Written instruction:
Reproduce without alteration the portion of the lines that begins with the line containing "Where can the wrinkled" and ends with the line containing "point(94, 154)", including both of those lines.

Information given:
***

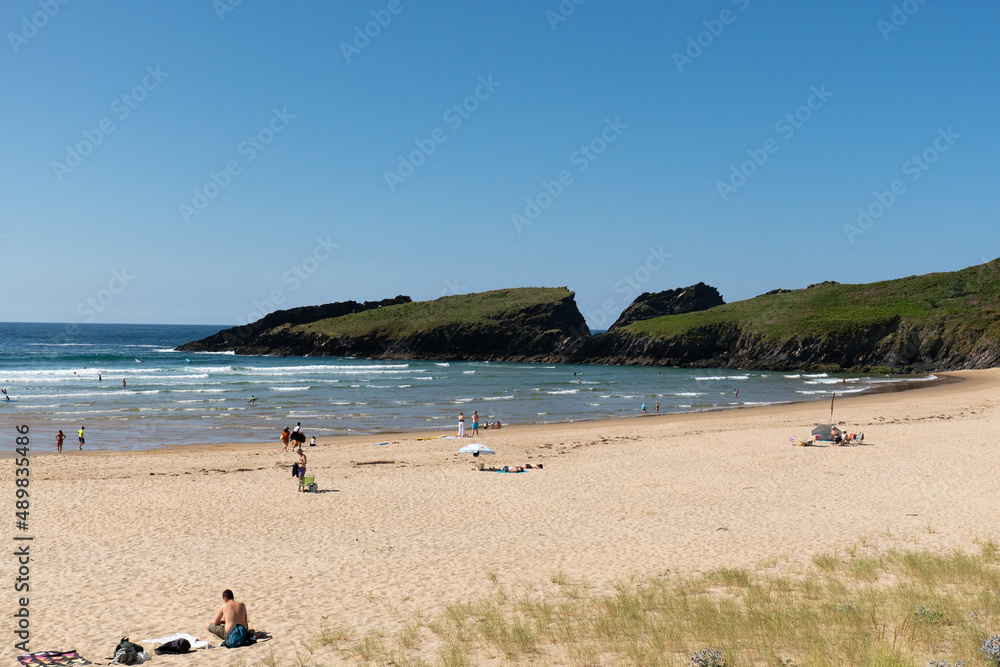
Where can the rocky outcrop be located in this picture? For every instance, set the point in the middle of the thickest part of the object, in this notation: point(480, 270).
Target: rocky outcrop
point(670, 302)
point(249, 338)
point(548, 330)
point(890, 346)
point(541, 333)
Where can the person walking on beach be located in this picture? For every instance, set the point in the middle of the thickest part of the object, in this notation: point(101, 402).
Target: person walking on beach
point(229, 615)
point(302, 467)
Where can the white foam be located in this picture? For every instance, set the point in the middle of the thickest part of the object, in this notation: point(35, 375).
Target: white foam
point(830, 381)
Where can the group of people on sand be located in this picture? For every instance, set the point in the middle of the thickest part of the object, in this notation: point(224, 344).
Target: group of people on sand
point(299, 467)
point(475, 425)
point(528, 466)
point(60, 437)
point(841, 437)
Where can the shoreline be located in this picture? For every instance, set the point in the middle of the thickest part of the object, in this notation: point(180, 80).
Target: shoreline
point(417, 529)
point(889, 388)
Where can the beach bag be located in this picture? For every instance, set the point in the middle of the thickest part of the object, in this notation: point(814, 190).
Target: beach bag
point(173, 647)
point(126, 656)
point(127, 653)
point(126, 644)
point(237, 637)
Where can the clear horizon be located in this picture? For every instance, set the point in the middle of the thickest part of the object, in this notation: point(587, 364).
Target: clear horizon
point(197, 163)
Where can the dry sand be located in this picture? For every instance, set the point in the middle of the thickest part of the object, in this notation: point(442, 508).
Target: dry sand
point(142, 544)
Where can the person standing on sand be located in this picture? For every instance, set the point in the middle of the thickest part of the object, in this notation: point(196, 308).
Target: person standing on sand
point(302, 467)
point(229, 615)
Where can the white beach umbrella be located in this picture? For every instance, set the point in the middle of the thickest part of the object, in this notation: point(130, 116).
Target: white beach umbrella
point(476, 449)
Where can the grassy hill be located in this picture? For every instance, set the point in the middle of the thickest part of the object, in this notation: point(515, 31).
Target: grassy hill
point(933, 321)
point(530, 304)
point(528, 324)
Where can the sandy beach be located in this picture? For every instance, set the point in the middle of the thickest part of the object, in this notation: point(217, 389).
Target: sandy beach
point(143, 543)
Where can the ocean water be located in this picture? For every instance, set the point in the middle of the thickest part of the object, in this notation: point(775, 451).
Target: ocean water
point(50, 372)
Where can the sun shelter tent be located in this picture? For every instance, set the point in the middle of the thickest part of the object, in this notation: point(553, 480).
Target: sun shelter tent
point(823, 431)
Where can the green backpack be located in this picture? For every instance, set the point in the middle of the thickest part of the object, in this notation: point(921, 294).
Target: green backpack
point(127, 653)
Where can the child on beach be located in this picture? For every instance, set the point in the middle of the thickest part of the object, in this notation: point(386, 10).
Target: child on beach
point(302, 467)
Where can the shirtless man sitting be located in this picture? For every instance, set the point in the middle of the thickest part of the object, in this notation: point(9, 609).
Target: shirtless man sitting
point(230, 614)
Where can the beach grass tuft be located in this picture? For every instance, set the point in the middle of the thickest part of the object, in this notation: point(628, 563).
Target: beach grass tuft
point(892, 609)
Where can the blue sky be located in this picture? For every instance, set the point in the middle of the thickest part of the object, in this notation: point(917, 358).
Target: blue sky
point(612, 147)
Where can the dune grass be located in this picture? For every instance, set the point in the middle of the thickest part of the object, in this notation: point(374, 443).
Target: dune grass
point(889, 609)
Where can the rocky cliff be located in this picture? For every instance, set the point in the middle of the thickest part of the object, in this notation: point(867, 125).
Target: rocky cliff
point(526, 324)
point(670, 302)
point(247, 339)
point(938, 321)
point(943, 321)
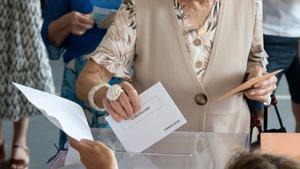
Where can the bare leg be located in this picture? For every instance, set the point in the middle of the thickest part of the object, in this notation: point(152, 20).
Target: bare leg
point(2, 146)
point(1, 133)
point(20, 139)
point(296, 110)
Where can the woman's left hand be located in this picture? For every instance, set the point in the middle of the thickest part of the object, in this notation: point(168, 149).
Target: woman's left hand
point(261, 91)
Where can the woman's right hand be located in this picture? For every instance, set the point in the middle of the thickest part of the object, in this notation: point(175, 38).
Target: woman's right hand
point(78, 23)
point(126, 106)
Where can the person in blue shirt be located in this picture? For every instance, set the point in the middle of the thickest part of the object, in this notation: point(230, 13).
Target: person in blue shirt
point(69, 31)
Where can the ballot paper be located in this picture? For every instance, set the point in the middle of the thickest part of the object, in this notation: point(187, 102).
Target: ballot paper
point(64, 114)
point(249, 84)
point(159, 116)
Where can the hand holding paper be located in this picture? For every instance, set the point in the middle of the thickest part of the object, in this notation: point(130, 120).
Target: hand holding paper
point(159, 116)
point(249, 84)
point(64, 114)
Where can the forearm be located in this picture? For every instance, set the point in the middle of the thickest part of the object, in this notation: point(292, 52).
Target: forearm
point(91, 75)
point(58, 31)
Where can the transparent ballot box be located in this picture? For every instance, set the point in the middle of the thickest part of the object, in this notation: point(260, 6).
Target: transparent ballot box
point(179, 150)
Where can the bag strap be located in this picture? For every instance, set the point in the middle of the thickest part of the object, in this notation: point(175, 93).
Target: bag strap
point(274, 103)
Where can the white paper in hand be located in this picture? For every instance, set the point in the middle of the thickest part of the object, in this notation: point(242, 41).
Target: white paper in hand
point(64, 114)
point(158, 118)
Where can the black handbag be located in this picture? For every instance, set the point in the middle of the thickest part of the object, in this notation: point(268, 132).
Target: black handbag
point(256, 123)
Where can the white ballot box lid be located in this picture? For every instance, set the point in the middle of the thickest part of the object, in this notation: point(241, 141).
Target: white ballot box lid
point(179, 150)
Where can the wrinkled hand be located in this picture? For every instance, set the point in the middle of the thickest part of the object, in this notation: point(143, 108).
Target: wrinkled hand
point(126, 106)
point(262, 90)
point(78, 23)
point(94, 154)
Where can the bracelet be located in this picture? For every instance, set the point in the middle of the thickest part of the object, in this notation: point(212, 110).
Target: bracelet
point(114, 92)
point(92, 93)
point(268, 102)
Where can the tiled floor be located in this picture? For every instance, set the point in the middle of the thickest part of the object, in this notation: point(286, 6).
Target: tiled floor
point(43, 135)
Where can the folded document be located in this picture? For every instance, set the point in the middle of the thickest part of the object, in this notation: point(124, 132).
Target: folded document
point(158, 118)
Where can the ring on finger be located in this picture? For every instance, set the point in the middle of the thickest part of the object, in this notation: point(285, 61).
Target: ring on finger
point(114, 92)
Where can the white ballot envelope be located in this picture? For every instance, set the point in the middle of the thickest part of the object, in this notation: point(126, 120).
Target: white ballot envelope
point(159, 116)
point(64, 114)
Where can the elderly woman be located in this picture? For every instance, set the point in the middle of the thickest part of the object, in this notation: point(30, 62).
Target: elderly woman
point(198, 49)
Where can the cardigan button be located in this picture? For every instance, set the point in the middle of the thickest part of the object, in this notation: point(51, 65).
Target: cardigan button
point(201, 99)
point(197, 42)
point(198, 64)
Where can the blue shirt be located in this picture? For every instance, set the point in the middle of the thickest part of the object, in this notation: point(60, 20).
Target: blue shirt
point(74, 46)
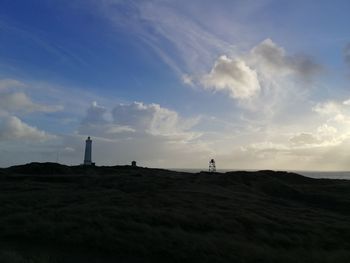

***

Answer in full:
Where can the wrinkled hand be located in this picture? For every instance, set the point in the middle of the thickest part of the object, in this notation: point(143, 108).
Target: wrinkled hand
point(126, 106)
point(262, 90)
point(78, 23)
point(94, 154)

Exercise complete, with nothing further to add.